Your goal:
Reproduce every record exactly as given.

========

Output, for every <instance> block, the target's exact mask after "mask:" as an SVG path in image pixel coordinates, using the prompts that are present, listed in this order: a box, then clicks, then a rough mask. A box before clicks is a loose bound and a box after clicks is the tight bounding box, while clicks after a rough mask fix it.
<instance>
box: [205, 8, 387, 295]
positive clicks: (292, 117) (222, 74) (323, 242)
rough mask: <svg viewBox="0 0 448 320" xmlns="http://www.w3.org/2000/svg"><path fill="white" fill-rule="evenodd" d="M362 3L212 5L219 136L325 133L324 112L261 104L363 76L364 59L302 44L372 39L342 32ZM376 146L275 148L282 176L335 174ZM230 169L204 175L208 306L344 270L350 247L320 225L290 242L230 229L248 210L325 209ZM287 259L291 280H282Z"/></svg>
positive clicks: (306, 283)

========

Solution to this task:
Output, for every <instance> block, the target's exact mask after "mask:" as an SVG path in image pixel coordinates, using the prompts that are present, listed in this order: a box, then clicks, then a rough mask. A box before clicks is a loose bound and a box after clicks is the tight bounding box, while clicks after a rough mask fix it.
<instance>
box: [205, 8, 387, 295]
positive clicks: (292, 117) (222, 74) (323, 242)
rough mask: <svg viewBox="0 0 448 320" xmlns="http://www.w3.org/2000/svg"><path fill="white" fill-rule="evenodd" d="M362 3L212 5L219 136L325 133L324 112L261 104L363 76L364 59L302 44L372 39L342 32ZM376 146L275 148L282 176L335 174ZM230 169L204 175L208 306L344 270L350 247L320 225L290 242L230 229L248 210L325 209ZM287 259L291 280H282Z"/></svg>
positive clicks: (306, 283)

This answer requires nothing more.